**ABOUT THIS EXERCISE**
A word-for-word repeat of the records below is what this calls for.

--- DATA IN THIS EXERCISE ---

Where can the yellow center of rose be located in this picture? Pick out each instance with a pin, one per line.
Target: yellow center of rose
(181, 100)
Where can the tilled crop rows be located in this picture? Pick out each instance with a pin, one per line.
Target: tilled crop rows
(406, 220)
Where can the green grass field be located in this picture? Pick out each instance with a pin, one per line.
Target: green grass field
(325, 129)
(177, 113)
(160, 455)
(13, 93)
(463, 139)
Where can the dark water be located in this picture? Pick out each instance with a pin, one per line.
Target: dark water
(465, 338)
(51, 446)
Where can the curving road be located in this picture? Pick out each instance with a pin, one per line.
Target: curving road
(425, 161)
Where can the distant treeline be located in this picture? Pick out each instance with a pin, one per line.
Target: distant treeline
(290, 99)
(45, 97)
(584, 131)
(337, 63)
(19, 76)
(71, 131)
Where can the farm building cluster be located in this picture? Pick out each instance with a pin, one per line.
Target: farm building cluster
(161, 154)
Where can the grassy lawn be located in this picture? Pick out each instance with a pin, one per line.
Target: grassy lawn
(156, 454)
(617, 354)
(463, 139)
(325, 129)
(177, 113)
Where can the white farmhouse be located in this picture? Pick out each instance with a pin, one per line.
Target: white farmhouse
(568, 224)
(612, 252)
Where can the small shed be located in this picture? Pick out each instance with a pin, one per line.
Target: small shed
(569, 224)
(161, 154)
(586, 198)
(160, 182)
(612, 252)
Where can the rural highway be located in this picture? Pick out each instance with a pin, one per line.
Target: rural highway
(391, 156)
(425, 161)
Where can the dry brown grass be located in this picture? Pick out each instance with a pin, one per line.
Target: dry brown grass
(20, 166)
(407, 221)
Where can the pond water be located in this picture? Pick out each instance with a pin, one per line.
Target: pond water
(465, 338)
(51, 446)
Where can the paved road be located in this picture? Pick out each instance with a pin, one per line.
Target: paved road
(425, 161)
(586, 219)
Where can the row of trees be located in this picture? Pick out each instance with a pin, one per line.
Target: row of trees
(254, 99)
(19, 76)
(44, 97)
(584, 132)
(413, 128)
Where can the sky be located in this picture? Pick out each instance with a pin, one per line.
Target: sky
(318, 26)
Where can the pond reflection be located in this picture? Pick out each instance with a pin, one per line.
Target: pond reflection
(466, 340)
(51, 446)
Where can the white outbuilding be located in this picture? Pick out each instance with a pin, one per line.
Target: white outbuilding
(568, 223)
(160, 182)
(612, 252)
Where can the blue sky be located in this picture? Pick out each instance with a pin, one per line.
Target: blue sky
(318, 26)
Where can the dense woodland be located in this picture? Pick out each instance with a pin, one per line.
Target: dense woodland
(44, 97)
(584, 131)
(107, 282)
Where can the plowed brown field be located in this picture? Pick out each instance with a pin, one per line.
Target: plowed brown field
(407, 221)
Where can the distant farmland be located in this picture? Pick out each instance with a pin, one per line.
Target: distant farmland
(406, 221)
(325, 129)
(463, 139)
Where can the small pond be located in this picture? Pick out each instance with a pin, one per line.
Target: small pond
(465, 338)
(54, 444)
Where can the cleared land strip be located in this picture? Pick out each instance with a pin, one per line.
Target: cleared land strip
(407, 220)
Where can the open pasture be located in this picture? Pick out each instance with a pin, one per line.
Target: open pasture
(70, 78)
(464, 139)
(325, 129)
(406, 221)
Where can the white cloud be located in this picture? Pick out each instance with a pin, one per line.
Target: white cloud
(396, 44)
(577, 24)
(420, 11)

---

**SOLUTION FOR THIS EXERCISE**
Where can the yellow center of rose be located in this picture? Pick out each instance with a pin, one per line.
Target: yellow center of rose
(181, 100)
Where can the tilled crop rows be located in this picture? Pick out each instance with a pin, one per line.
Target: tilled crop rows
(406, 220)
Where can the green grass field be located in this picture? Pick out each instance with a pin, one per line.
Target: green grass field
(325, 129)
(177, 113)
(160, 455)
(13, 93)
(463, 139)
Where can the dark water be located in this picture? Pick out each instance with a pin, one per line.
Target: dark water
(465, 338)
(51, 446)
Where can the curving road be located in this picture? Pick out each instance with a pin, one per line.
Target: curving road
(425, 161)
Where can the distant treeline be located in this picture? Pick out each instance with a pin, one per line.
Target: distant treeline
(290, 99)
(45, 97)
(584, 131)
(337, 63)
(19, 76)
(71, 131)
Where can the farm building cluster be located in this picture? Pick out each instance with a pin, one per line.
Target: farm building cluster
(161, 154)
Where can the grassy lawn be located in this picture? Pick out each instance with a pin, one per line.
Target: grassy lawn
(156, 454)
(617, 354)
(463, 139)
(325, 129)
(177, 113)
Where can the white farmhouse be located in this picture? Pick out each instance with a pin, one per line.
Target: white farmhouse
(568, 224)
(612, 252)
Where can the small shed be located in this picture? Pick out each instance with a pin, one per line.
Target: small shed
(569, 224)
(161, 154)
(586, 198)
(160, 182)
(612, 252)
Where can the rural highway be located in this picture? Pick out each instance with a pin, one per line.
Target: rural highway
(391, 156)
(425, 161)
Where can the dry brown grass be located in this picture? Pick out each instance with a pin, one per line.
Target: dry brown grass
(20, 166)
(407, 221)
Where can the pond water be located in this picture? Pick out each instance with a pin, one per line.
Target: pond water
(465, 338)
(51, 446)
Where can the paved road be located in this picture? Pick out each instance with a pin, one per line.
Target: paved road
(425, 161)
(586, 219)
Where can the row of trees be located in this picture? Pick out each instance with a pin, one per line.
Target: row of trees
(254, 99)
(19, 76)
(44, 97)
(584, 132)
(413, 128)
Where can the sky be located in this picture? Pick out each instance with a pin, one per line.
Target: sky
(318, 26)
Where can the pond reflection be located in this picture? Pick out each instance with a pin, one per line.
Target: pond reflection
(466, 340)
(51, 446)
Where can the white outbuilding be located in this picture? Pick out each instance with a pin, one per line.
Target: white outbuilding
(568, 223)
(160, 182)
(612, 252)
Where can the blue sky be located in this picture? Pick out each instance with a pin, one per line.
Target: blue sky
(318, 26)
Where can the dense woodland be located in this picture? Pick out each instance with a pin, one per line.
Target: dense woodland
(44, 97)
(584, 131)
(107, 282)
Where can the plowed brown field be located in this picture? Pick out each instance with a pin, one per line.
Target: plowed brown field
(407, 221)
Where can the distant farmland be located in this picture? Pick out each instance with a pin, one per line.
Target: distant farmland
(406, 221)
(325, 129)
(463, 139)
Where can the small pond be located in this picture? Pick out each instance with a pin, one per line.
Target: small pond
(465, 338)
(54, 444)
Where can the cleared land strip be located in this picture? Pick out each instance with a pin, one per line.
Target: cleared land strip
(407, 220)
Where can the open pasture be located in this picture? Pick out each instance with a pin, one per line.
Target: open pasture
(70, 78)
(464, 139)
(325, 129)
(406, 221)
Where can the white cloud be located in this picture? Pick out each instance with a pin, one per line.
Target: white cloud
(396, 44)
(577, 24)
(420, 11)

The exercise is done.